*WHAT TO WORK ON:* Give the data from the line containing "Would you be able to mark the wrinkled" through the end of the data as a Markdown table with the columns Row and Line, one row per line and no rows for blank lines. Leave the pictures out.

Coordinate annotation data:
====
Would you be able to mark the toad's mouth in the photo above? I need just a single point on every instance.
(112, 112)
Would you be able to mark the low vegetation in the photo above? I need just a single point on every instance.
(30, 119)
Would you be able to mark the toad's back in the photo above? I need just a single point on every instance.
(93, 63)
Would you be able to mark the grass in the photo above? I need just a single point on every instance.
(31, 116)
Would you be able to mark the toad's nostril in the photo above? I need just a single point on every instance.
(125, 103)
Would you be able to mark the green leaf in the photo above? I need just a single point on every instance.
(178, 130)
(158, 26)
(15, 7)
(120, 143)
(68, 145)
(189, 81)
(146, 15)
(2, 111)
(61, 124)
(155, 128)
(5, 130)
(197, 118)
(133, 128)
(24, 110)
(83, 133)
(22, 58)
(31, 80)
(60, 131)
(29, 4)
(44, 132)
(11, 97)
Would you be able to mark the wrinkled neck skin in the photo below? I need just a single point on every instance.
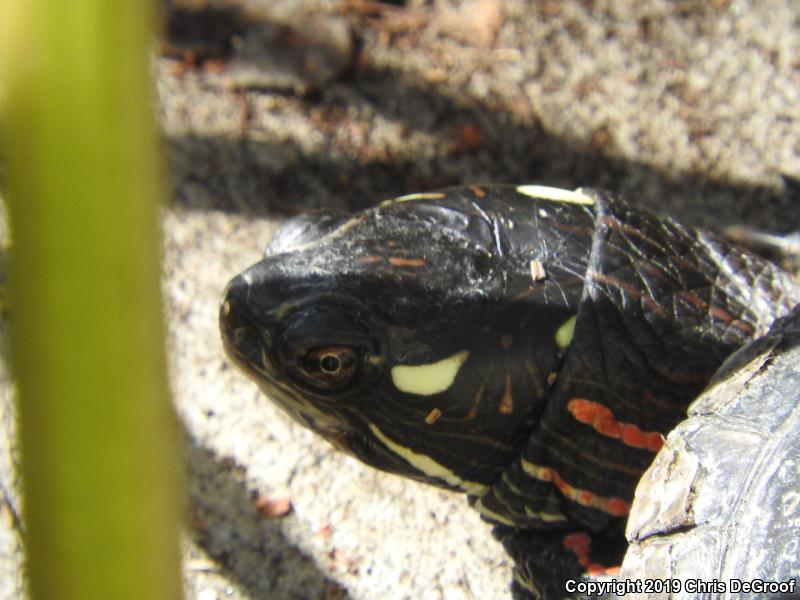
(421, 336)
====
*RESULT OF THE EXERCISE:*
| Row | Line |
|---|---|
| 1 | Would you be able to mark the wrinkled neck skin in the photo below? I need just a single point on every instance. |
| 2 | (421, 336) |